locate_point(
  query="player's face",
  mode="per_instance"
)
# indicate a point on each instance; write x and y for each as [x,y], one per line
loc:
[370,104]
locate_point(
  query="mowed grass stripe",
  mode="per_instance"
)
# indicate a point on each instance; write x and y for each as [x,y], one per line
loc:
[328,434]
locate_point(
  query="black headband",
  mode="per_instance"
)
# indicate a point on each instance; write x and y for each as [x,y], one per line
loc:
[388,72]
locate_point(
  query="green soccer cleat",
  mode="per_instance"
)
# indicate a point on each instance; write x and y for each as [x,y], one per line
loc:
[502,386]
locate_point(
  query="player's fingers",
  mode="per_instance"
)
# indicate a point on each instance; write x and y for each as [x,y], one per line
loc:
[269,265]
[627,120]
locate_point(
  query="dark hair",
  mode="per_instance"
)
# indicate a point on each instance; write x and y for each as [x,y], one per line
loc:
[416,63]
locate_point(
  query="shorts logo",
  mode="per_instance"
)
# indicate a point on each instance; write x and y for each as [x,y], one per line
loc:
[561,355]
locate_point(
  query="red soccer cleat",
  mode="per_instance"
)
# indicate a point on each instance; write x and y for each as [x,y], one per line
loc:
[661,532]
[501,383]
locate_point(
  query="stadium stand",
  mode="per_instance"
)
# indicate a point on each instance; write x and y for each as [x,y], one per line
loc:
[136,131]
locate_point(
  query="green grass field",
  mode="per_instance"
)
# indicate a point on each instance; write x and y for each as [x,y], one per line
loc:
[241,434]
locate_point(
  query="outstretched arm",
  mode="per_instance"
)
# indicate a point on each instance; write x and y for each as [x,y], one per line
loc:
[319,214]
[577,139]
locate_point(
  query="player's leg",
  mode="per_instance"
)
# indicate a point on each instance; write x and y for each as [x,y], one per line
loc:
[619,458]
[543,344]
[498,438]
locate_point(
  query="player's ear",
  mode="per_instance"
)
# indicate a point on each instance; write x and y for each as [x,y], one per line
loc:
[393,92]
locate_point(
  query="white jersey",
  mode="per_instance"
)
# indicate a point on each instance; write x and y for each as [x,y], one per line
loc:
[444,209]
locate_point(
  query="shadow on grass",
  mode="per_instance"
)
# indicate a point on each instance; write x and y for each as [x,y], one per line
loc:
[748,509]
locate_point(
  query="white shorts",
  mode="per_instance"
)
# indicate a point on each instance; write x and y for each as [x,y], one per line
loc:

Exercise aim: Say, as a bare number, how many lines above contain the word "cleat".

Exercise response: 2